▶ **Selection**

##############################

Peck v. Rockford Life Insurance, 9 Ill. App. 3d 568 (1973)

Jan. 24, 1973 · Illinois Appellate Court · No. 71-306
9 Ill. App. 3d 568

Irving Peck et al., Plaintiffs-Appellants, v. Rockford Life Insurance Company, Defendant-Appellee.

(No. 71-306;

Second District

January 24, 1973.

Early & Lundin, of Rockford, for appellants.

Williams, McCarthy, Kinley & Rudy, of Rockford, (John C. McCarthy, of counsel,) for appellee.

Mr. JUSTICE SEIDENFELD

delivered the opinion of the court:

The plaintiffs, beneficiaries under two life insurance policies insuring their son, appeal from the judgment below which dismissed their complaint seeking additional indemnity for accidental death.

The complaint, as amended, essentially alleged that the insured died as a result of one or more of the following acts:

*569“(a) From an over-dose of gasoline inhalation as set forth in an Inquisition of the Coroner of Winnebago County, Illinois, dated June 24, 1970, a copy of which Inquisition1 is attached hereto and marked Exhibit “A”;
(b) From inhalation of gasoline vapors causing acute gasoline intoxication;
(c) From inhalation of gasoline fumes.”

Prior to the dismissal of the complaint, defendant had submitted a request to the plaintiffs to admit that the insured came to his death from “the inhalation of gasoline fumes.” While the plaintiffs did not admit or deny the formal request, counsel for the plaintiffs stated in open court, T will now admit the fact that he died from the inhalation of gas fumes or vapors.”

The principal issue in this appeal is whether the allegations of the complaint coupled with the admission of counsel state a case within the following exclusionary language in the insurance policies:

‘These accidental death benefit provisions shall not apply * * * if the injury or death results from (1) the Insured’s * * # taking voluntarily or involuntarily, poison or the inhalation of gas or fumes; [Policy M598223] or (d) inhalation of any gas or fumes whether voluntarily or involuntarily; [Policy M857906].”

##############################

▶ **Short exercise**
Please rewrite the opinion between "Jan. 24, 1973" and "counsel,) for appellee.", inclusive, putting "Third District" in place of "Second District". Rely on nothing but the opinion.

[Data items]
##############################

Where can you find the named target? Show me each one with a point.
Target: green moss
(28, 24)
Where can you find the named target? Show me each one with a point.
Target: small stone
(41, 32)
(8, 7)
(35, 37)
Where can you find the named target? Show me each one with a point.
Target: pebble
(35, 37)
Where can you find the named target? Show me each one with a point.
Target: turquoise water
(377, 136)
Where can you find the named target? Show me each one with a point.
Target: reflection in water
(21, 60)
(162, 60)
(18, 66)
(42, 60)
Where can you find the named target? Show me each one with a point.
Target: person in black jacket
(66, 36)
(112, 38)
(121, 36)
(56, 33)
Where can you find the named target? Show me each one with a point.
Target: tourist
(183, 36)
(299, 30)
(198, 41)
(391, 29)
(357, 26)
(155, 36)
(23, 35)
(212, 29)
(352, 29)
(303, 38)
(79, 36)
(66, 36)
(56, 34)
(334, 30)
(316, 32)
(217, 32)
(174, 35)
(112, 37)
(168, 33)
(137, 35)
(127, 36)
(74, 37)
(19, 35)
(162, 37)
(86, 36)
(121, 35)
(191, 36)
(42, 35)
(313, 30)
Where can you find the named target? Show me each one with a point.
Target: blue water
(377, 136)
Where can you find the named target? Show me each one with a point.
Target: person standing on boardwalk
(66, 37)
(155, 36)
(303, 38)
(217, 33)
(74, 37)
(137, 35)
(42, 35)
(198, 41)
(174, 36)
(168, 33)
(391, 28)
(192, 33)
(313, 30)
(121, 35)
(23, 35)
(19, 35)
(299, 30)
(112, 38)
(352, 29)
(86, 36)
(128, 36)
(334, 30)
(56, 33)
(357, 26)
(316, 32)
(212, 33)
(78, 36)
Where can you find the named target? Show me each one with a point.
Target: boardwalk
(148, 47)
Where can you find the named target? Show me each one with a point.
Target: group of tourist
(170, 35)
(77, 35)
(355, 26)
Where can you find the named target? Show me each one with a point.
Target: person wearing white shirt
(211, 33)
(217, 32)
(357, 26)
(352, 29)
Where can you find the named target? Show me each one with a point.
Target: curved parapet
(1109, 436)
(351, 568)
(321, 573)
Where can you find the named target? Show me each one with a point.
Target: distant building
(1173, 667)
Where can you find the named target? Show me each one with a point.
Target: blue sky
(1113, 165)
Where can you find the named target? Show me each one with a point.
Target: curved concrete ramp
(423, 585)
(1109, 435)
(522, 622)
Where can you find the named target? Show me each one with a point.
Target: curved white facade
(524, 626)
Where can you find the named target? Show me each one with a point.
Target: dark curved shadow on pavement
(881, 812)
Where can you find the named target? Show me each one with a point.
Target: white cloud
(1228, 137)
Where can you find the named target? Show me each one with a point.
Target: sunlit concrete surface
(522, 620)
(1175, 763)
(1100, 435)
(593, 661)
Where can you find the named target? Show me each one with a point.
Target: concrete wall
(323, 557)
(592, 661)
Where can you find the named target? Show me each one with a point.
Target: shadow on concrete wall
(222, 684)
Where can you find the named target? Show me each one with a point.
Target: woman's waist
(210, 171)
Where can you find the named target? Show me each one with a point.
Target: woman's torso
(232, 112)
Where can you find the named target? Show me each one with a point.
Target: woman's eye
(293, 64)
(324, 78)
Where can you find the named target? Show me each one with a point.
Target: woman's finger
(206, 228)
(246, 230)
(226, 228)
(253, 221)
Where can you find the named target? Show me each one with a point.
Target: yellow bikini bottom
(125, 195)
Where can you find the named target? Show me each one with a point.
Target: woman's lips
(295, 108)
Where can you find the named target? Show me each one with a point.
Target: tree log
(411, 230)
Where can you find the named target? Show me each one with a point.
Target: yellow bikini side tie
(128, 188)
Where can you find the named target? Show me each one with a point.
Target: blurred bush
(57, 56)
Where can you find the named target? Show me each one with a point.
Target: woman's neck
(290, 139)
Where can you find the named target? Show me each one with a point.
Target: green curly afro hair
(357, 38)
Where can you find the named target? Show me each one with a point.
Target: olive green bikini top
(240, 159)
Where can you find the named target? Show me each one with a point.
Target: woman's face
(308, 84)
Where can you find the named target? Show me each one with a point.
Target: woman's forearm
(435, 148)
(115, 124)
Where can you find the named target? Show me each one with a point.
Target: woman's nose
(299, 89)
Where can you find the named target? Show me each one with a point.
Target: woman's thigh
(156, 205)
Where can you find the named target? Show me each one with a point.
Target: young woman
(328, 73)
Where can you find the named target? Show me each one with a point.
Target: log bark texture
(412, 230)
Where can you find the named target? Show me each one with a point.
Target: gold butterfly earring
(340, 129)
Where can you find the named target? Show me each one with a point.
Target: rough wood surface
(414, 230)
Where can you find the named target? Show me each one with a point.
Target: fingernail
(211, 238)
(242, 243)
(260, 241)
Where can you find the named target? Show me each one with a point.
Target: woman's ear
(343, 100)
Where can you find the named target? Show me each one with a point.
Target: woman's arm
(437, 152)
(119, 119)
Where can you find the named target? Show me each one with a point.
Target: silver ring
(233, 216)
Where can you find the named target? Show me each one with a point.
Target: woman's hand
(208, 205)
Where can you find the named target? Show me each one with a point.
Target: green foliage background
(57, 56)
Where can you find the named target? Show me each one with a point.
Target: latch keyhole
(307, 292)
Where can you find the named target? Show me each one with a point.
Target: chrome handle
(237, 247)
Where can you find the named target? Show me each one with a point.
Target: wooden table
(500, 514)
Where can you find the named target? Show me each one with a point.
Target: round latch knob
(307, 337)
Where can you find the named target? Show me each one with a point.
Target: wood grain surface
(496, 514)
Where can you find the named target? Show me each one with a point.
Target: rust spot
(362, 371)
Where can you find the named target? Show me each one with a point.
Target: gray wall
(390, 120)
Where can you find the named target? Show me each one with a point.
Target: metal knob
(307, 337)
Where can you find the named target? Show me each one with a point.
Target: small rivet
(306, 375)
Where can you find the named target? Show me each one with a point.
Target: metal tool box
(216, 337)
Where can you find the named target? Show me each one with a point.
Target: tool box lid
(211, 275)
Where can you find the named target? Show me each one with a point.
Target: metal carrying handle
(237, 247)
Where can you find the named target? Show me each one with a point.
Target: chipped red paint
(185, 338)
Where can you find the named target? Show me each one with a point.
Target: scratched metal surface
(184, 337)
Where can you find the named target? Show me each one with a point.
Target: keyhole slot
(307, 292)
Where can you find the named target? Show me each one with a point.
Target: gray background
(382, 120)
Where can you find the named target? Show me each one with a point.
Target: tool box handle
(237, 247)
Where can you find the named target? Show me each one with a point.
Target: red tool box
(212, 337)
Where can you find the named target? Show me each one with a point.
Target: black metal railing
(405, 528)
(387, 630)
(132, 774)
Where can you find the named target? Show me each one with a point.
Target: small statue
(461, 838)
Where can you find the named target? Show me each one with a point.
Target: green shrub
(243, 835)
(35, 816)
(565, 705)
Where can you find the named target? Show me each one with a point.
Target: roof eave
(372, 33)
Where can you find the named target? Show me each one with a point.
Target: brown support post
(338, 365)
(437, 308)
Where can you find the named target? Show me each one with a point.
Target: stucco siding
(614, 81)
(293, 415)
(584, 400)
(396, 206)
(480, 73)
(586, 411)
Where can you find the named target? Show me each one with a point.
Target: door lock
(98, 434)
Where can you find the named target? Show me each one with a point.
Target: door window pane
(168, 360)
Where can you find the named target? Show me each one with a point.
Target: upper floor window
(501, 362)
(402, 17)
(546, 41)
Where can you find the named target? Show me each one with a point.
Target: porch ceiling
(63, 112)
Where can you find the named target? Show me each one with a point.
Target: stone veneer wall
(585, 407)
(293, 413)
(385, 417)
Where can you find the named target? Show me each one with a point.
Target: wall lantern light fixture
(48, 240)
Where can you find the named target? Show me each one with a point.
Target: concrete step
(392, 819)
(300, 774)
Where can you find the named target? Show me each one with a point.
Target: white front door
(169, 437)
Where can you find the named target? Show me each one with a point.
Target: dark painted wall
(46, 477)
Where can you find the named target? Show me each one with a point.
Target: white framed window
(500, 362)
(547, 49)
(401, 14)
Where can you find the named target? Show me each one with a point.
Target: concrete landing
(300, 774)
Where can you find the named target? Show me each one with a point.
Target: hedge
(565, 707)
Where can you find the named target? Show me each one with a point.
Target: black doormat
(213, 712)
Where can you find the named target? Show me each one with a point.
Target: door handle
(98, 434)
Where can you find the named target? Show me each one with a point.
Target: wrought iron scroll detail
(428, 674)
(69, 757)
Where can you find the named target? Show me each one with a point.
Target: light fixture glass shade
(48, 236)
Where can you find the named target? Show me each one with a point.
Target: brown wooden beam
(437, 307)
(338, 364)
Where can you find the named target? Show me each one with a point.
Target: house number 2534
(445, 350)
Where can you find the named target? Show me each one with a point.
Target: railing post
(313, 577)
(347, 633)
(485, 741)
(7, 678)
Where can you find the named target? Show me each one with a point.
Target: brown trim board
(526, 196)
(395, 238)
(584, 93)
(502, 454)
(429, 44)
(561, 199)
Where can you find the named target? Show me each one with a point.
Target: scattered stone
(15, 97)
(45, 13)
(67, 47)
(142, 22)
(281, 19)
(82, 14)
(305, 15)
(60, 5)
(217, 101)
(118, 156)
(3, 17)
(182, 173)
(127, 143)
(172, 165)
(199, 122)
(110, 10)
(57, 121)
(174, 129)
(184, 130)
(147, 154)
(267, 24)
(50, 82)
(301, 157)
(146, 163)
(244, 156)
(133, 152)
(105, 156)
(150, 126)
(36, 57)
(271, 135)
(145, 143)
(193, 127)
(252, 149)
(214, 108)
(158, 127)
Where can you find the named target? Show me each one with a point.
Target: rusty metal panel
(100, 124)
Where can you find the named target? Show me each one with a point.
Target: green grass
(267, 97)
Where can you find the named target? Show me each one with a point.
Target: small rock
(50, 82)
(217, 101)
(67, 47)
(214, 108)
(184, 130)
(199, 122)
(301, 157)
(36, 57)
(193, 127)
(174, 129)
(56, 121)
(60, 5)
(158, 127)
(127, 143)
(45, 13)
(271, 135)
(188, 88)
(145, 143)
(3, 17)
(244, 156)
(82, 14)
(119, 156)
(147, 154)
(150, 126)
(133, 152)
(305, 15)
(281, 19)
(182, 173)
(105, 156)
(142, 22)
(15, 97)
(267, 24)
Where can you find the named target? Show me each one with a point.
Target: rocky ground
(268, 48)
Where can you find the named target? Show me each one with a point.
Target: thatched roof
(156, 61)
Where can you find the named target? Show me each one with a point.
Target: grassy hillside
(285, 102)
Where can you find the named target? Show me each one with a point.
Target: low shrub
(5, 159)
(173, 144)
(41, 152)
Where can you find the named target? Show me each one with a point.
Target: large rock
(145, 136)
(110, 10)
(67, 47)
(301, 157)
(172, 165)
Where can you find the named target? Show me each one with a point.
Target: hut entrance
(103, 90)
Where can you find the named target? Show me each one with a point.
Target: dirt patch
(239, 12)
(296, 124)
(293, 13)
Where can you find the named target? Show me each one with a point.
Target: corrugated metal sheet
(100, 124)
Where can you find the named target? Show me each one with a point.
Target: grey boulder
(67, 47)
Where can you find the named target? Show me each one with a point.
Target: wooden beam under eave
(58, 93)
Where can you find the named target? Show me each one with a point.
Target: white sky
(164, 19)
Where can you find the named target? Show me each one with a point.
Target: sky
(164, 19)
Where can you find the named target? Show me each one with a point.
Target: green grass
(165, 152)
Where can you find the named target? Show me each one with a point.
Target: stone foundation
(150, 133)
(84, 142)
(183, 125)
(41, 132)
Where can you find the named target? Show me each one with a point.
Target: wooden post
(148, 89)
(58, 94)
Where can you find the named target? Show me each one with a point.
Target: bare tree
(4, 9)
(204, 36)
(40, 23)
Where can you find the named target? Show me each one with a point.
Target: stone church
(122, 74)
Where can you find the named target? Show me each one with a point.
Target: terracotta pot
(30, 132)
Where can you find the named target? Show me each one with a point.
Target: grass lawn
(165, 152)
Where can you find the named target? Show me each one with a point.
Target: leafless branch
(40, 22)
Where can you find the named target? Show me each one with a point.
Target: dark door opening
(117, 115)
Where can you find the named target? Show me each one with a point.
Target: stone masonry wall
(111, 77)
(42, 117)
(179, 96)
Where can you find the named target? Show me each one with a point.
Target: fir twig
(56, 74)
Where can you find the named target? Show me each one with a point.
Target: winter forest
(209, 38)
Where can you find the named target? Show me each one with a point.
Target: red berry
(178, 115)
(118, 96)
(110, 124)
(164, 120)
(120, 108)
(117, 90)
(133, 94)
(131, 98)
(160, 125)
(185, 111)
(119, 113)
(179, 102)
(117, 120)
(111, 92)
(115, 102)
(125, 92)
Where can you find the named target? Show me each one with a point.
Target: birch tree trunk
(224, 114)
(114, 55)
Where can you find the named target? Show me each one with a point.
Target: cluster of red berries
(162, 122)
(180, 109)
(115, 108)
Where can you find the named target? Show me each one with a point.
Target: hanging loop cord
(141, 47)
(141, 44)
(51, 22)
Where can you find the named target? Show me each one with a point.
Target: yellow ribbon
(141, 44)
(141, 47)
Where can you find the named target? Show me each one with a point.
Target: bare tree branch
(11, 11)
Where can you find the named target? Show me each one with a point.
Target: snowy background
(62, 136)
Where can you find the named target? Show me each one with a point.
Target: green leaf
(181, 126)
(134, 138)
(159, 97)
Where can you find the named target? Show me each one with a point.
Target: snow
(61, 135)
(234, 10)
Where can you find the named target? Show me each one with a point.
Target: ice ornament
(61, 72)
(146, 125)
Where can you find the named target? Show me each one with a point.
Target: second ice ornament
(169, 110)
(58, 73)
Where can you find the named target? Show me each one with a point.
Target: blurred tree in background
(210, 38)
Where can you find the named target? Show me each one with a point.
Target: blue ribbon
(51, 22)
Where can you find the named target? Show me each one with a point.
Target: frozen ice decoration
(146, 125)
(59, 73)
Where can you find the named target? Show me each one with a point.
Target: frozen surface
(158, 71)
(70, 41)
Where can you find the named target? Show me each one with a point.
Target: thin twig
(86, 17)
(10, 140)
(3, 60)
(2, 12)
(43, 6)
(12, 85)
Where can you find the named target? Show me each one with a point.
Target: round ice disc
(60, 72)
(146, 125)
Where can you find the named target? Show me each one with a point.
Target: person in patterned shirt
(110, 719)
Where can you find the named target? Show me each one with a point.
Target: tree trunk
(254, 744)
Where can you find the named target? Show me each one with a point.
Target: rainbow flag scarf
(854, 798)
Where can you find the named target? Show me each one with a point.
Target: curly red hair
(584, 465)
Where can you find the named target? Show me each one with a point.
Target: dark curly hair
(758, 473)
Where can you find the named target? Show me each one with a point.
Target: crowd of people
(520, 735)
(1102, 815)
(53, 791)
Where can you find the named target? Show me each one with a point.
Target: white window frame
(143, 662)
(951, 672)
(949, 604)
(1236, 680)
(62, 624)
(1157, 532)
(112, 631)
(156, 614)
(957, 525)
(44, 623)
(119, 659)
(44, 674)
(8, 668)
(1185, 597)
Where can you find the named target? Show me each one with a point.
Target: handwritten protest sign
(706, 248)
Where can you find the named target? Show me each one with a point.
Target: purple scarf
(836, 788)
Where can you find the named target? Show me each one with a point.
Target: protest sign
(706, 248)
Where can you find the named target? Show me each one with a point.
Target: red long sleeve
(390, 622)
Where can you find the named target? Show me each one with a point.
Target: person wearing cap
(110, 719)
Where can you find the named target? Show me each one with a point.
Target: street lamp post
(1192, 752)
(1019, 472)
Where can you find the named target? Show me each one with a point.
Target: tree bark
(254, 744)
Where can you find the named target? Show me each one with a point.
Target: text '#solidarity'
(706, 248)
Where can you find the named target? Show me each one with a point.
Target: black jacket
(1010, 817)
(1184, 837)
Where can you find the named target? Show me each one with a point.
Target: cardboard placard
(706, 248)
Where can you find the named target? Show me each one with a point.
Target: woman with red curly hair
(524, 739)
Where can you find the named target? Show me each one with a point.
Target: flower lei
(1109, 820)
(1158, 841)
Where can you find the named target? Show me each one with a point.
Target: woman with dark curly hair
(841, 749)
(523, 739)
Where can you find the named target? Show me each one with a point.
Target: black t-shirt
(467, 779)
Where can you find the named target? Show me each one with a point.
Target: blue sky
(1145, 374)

##############################

▶ **Output for this task**
Jan. 24, 1973 · Illinois Appellate Court · No. 71-306
9 Ill. App. 3d 568

Irving Peck et al., Plaintiffs-Appellants, v. Rockford Life Insurance Company, Defendant-Appellee.

(No. 71-306;

Third District

January 24, 1973.

Early & Lundin, of Rockford, for appellants.

Williams, McCarthy, Kinley & Rudy, of Rockford, (John C. McCarthy, of counsel,) for appellee.